» **What the task requires**
Render every line of the data below as a Markdown table with the columns "Row" and "Entry", numbering the rows in order and omitting blank lines.

Extracted data entries

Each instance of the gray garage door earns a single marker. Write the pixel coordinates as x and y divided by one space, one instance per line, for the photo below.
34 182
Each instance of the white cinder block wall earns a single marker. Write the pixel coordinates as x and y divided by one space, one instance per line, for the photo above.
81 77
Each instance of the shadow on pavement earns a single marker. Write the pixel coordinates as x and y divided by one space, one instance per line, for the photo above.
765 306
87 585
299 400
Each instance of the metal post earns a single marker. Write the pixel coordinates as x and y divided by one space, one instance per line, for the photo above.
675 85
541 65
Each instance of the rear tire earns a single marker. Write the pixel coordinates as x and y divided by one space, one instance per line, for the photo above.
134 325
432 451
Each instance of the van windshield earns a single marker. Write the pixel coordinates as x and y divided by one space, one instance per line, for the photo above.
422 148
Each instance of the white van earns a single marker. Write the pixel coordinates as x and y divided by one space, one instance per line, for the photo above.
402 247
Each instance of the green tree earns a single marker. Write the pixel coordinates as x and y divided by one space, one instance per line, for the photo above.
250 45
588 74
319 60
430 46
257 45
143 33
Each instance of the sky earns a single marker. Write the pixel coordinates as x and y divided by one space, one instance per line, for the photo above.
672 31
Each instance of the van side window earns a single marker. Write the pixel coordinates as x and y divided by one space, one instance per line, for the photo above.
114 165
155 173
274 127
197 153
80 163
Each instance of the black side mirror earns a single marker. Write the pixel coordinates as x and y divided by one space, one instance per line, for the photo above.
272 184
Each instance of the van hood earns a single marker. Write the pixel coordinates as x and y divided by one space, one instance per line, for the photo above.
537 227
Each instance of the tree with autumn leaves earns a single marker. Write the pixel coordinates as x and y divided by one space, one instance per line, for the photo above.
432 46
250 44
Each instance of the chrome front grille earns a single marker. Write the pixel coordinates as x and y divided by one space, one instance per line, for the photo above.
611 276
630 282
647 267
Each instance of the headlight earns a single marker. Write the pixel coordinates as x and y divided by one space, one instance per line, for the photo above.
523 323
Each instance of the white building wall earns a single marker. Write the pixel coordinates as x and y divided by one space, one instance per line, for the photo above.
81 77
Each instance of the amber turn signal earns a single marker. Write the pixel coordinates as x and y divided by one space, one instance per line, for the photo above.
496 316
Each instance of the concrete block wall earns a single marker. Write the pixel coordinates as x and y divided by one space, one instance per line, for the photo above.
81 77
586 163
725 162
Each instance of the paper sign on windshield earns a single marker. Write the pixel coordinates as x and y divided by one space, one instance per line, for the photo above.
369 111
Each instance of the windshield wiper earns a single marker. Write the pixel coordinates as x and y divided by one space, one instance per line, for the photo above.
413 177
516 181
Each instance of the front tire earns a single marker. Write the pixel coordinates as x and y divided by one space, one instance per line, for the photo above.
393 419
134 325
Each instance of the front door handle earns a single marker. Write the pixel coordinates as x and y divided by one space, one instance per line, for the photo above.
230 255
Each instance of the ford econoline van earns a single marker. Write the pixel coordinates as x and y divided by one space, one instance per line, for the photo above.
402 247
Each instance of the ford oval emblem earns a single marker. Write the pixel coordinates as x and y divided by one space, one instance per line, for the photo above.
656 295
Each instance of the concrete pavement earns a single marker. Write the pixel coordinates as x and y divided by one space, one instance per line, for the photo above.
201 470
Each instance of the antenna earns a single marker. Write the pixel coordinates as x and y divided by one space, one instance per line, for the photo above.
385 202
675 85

» **Reply**
| Row | Entry |
|---|---|
| 1 | Each instance of the gray garage door earns a single marker. Write the pixel coordinates as x and y divided by one space, one instance per line, for the photo below. |
| 2 | 34 182 |
| 3 | Each instance of the white cinder block wall earns a single marker. Write the pixel coordinates as x and y divided by one space, one instance per line, for the photo above. |
| 4 | 81 77 |
| 5 | Each instance of the shadow on pavement earns a single marker. Write the pixel coordinates as x and y divided by one space, one instance per line, for the photo above. |
| 6 | 765 306 |
| 7 | 87 585 |
| 8 | 299 400 |
| 9 | Each instance of the metal post earns a single marker. Write the pixel coordinates as x and y divided by one space, one instance per line, for the photo above. |
| 10 | 675 85 |
| 11 | 541 65 |
| 12 | Each instance of the rear tire earns a single marker. Write the pixel coordinates as x and y divided by one space, one instance per line, for the photo above. |
| 13 | 134 325 |
| 14 | 432 451 |
| 15 | Each instance of the van windshield earns a single marker. Write the pixel coordinates as x and y divided by one space, one instance per line, for the photo above. |
| 16 | 422 148 |
| 17 | Each instance of the white van earns a single marker. Write the pixel coordinates as x and y divided by one space, one instance per line, for the photo above. |
| 18 | 402 247 |
| 19 | Each instance of the green tree earns a single marker. Write the pixel coordinates as x and y divided by one space, one instance per line, for the photo above. |
| 20 | 250 45 |
| 21 | 588 74 |
| 22 | 319 60 |
| 23 | 430 46 |
| 24 | 257 45 |
| 25 | 143 33 |
| 26 | Each instance of the sky earns a single marker. Write the pixel coordinates as x and y divided by one space, one instance per line, for the photo above. |
| 27 | 672 31 |
| 28 | Each instance of the van side window earns a single marker. Write the pixel coordinates as x and y divided by one space, one instance per line, for the photo above. |
| 29 | 114 165 |
| 30 | 155 173 |
| 31 | 274 127 |
| 32 | 197 153 |
| 33 | 80 163 |
| 34 | Each instance of the black side mirror earns a single marker. Write the pixel coordinates as x and y divided by one space, one instance per line, for the photo above. |
| 35 | 272 184 |
| 36 | Each instance of the van hood earns a single marker. Write the pixel coordinates as x and y divided by one space, one instance per line, for the photo above. |
| 37 | 537 227 |
| 38 | Each instance of the tree with autumn leaves earns a single marker. Write the pixel coordinates as x and y divided by one space, one instance per line, for the photo above. |
| 39 | 432 46 |
| 40 | 250 44 |
| 41 | Each instance of the chrome front grille earns a single marker. Write the pixel coordinates as x and y divided by one space, one instance per line, for the photo above. |
| 42 | 611 276 |
| 43 | 630 282 |
| 44 | 647 267 |
| 45 | Each instance of the headlight earns a single marker. Write the pixel coordinates as x and y divided by one space, one instance per line, for the photo above. |
| 46 | 523 323 |
| 47 | Each instance of the white building wall earns a single marker. Write the pixel coordinates as x and y divided by one space, one instance per line, for the photo above. |
| 48 | 81 77 |
| 49 | Each instance of the amber turn signal earns a single marker. Write the pixel coordinates as x and y divided by one space, one instance per line, for the photo above. |
| 50 | 496 316 |
| 51 | Each instance of the concrete block wall earns a single marker. Write the pixel coordinates as x and y divided by one space, one instance per line, for the photo above. |
| 52 | 81 77 |
| 53 | 586 163 |
| 54 | 725 162 |
| 55 | Each instance of the paper sign on windshield earns a single marker. Write the pixel coordinates as x and y divided by one space, one instance per line, for the photo above. |
| 56 | 369 111 |
| 57 | Each instance of the windshield wiper earns a single marker. Write the pixel coordinates as x and y divided by one space, one instance per line, for the photo above. |
| 58 | 413 177 |
| 59 | 516 181 |
| 60 | Each instance of the front tire earns a single marker. Write the pixel coordinates as x and y divided by one space, one instance per line, for the photo above. |
| 61 | 393 419 |
| 62 | 134 325 |
| 63 | Each instance of the front door handle earns a single marker. Write the pixel coordinates as x and y divided by one space, one instance per line, for the photo above. |
| 64 | 230 255 |
| 65 | Each instance of the ford econoline van earns a single marker. Write the pixel coordinates as x and y divided by one space, one instance per line, for the photo above. |
| 66 | 402 247 |
| 67 | Each instance of the ford oval emblem earns a single marker. Write the pixel coordinates as x and y divided by one space, one instance per line, for the photo above. |
| 68 | 656 295 |
| 69 | Each instance of the concrete pavement earns a single marker. Write the pixel coordinates as x and y divided by one space, one instance per line, for the photo above. |
| 70 | 201 470 |
| 71 | Each instance of the antenna earns a single marker. Write the pixel coordinates as x and y divided by one space, one instance per line, for the photo above. |
| 72 | 385 202 |
| 73 | 675 85 |